* **PROBLEM DETAILS**
Extract every line below that contains the word "wooden". Case counts, so copy only the lines where it appears in that exact case.

------ TASK DATA

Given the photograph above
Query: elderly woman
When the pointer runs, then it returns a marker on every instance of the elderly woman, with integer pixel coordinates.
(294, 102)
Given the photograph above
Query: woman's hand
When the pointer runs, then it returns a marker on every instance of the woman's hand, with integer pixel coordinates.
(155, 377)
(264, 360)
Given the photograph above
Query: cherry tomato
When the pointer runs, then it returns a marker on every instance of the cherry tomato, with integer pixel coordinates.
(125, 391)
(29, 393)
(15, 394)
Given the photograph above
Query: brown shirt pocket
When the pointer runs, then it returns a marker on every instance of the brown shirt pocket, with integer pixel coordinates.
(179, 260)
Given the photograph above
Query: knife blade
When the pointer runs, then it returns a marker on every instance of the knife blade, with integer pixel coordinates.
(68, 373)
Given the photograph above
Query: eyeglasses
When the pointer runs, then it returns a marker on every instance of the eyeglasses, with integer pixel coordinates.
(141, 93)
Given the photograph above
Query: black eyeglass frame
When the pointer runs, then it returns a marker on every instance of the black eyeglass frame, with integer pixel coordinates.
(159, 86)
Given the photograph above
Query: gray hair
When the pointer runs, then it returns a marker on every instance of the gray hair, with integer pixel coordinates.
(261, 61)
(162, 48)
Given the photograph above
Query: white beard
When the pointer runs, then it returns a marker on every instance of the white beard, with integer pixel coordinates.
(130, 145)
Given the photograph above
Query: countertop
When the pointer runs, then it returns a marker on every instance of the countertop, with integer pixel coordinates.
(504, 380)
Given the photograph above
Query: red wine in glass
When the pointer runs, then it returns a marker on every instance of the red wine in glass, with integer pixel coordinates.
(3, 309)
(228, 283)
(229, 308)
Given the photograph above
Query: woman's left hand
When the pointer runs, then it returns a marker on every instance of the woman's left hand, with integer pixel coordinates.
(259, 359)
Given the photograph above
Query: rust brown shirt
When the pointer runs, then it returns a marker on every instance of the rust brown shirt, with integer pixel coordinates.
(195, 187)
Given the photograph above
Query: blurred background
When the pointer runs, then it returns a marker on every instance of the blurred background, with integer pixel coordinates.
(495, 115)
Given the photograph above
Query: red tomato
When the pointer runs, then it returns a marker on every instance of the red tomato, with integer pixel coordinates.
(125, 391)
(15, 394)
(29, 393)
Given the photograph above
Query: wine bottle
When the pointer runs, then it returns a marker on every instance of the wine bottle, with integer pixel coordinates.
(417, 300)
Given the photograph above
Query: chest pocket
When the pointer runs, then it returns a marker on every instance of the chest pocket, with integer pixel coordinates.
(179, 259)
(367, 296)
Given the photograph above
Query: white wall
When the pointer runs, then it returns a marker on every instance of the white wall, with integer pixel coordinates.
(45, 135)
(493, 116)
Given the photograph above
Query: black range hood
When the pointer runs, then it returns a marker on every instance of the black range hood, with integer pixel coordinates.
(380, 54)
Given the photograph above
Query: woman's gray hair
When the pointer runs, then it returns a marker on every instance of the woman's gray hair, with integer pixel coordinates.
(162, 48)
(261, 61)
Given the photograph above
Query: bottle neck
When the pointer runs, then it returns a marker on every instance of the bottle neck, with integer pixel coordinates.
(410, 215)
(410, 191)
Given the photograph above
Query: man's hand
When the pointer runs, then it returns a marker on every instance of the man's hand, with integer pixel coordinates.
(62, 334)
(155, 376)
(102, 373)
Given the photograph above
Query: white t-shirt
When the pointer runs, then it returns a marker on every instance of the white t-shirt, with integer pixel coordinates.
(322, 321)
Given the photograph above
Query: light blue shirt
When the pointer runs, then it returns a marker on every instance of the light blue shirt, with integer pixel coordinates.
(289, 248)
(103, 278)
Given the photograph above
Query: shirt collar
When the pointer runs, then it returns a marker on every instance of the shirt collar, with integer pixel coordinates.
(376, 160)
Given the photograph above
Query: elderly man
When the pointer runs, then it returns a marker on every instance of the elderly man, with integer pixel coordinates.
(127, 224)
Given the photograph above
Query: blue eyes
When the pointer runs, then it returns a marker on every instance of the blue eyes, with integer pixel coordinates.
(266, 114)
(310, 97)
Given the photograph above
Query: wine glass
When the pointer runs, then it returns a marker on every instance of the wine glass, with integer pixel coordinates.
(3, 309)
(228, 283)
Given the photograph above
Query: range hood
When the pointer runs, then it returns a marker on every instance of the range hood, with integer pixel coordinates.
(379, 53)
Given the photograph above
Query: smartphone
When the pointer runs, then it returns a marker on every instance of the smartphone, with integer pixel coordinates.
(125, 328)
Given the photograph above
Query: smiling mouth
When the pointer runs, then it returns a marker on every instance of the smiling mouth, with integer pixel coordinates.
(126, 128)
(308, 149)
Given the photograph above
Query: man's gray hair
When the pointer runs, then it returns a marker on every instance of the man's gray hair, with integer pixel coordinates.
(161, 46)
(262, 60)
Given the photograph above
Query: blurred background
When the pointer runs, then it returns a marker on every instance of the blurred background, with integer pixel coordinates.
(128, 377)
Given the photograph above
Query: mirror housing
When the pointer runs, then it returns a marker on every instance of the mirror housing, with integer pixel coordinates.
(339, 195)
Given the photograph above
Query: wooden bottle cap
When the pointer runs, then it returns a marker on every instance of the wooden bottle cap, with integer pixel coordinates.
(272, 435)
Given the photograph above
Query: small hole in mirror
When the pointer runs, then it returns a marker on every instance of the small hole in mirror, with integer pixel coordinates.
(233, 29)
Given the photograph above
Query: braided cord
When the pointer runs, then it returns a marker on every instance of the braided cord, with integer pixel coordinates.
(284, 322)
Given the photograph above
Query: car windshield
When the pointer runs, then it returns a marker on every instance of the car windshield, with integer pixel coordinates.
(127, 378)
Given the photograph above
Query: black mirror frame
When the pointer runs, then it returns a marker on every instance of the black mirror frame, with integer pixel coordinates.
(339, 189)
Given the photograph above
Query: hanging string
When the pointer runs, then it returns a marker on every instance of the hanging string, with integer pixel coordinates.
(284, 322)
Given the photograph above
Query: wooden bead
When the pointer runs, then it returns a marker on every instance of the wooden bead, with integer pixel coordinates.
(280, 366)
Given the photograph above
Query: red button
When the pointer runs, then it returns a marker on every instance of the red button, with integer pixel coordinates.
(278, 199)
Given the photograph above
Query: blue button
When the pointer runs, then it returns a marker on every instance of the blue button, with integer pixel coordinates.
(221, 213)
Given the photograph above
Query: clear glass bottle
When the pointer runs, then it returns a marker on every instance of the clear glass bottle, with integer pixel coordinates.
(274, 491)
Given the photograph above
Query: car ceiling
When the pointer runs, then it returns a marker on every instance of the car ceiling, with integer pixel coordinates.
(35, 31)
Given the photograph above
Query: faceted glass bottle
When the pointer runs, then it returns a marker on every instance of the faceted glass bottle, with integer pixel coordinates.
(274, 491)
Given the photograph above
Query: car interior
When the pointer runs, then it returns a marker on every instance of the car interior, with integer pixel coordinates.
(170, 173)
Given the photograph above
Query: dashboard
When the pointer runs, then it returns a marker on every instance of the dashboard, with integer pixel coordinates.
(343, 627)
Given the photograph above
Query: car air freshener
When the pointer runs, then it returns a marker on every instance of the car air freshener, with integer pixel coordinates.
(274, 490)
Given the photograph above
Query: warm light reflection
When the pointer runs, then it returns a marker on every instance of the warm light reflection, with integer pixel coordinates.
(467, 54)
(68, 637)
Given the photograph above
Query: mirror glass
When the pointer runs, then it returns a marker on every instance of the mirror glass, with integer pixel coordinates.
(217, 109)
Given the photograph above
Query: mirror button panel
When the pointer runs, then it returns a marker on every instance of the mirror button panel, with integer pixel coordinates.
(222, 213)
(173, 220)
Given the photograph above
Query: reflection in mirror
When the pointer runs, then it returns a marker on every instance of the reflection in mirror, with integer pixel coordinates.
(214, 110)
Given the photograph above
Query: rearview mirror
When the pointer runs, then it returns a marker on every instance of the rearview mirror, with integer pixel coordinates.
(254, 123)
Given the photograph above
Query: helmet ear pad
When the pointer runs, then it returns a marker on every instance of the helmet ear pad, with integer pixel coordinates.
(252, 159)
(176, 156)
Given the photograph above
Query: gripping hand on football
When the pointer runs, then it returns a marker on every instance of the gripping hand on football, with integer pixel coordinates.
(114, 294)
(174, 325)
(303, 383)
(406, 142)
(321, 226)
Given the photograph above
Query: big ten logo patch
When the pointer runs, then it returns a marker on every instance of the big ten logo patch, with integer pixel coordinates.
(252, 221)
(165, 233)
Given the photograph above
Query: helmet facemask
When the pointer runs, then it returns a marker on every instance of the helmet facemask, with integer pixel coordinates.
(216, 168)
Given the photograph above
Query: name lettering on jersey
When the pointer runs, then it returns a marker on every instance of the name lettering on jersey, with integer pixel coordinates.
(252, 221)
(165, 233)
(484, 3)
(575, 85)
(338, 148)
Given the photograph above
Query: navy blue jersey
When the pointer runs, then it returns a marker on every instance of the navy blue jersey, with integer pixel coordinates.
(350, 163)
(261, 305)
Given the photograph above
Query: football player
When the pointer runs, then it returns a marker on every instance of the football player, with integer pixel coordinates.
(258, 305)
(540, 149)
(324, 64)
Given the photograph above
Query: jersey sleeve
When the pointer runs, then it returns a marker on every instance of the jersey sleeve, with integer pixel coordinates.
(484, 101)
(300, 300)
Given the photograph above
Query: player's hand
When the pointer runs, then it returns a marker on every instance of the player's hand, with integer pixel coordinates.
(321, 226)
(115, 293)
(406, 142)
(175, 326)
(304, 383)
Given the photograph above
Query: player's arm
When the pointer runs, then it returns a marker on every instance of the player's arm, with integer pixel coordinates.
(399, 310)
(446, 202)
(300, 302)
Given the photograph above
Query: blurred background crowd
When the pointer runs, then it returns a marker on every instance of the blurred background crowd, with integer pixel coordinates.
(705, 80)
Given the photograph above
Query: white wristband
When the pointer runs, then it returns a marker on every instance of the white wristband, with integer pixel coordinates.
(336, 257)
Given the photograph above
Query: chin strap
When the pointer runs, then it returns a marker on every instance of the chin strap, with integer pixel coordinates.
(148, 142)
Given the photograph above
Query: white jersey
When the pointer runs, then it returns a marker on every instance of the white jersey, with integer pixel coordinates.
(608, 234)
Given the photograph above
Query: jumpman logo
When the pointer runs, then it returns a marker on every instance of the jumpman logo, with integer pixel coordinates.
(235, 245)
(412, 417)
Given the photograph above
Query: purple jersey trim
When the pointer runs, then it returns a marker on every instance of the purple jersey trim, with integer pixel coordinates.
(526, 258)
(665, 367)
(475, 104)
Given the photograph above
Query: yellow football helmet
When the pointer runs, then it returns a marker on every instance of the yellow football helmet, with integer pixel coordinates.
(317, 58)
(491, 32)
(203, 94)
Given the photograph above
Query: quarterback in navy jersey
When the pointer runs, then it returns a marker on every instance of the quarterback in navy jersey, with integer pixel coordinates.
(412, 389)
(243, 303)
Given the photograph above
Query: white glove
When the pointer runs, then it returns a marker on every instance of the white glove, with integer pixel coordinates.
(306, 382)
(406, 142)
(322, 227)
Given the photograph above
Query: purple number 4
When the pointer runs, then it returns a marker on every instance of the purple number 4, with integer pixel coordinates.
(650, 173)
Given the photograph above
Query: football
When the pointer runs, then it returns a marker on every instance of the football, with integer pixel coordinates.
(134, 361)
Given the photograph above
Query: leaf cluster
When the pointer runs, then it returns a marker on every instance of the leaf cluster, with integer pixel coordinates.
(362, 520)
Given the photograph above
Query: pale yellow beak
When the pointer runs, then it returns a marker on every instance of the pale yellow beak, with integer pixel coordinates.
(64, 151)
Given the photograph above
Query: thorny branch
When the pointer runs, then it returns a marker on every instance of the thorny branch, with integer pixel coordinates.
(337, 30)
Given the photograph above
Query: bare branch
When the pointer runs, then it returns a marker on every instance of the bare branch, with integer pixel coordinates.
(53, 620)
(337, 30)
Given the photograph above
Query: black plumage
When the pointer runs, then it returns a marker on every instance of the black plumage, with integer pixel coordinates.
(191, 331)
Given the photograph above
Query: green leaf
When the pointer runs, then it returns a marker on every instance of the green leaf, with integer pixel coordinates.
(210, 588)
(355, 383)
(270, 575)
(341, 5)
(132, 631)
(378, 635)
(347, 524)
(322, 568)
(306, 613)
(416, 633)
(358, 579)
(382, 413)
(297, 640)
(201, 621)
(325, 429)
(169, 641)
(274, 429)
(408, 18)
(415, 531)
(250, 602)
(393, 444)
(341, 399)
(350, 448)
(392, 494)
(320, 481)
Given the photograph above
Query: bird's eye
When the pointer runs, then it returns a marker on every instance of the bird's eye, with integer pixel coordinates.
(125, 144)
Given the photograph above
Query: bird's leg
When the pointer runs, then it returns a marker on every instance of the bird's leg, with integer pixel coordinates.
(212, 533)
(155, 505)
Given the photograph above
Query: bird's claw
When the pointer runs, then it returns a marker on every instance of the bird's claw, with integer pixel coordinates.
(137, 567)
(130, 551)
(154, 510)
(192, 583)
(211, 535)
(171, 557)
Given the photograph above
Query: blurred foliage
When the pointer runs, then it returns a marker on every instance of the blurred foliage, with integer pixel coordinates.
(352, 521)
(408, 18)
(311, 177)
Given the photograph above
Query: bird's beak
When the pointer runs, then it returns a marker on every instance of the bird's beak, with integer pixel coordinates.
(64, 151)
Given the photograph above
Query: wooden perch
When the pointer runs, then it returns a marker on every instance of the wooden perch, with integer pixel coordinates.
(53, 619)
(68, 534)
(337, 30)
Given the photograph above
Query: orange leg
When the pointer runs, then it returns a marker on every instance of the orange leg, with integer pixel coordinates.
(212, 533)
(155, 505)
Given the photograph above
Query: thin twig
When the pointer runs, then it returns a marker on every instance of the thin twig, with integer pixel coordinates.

------------

* **RESULT OF THIS EXERCISE**
Query: wooden bottle cap
When the pointer runs, then it returns a marker on every instance of the wooden bottle cap, with integer pixel coordinates.
Query: wooden bead
When the pointer runs, then it returns a marker on every instance of the wooden bead, with integer pixel coordinates.
Query: wooden perch
When the pointer runs, then it returns a marker on every instance of the wooden perch, with integer pixel coordinates.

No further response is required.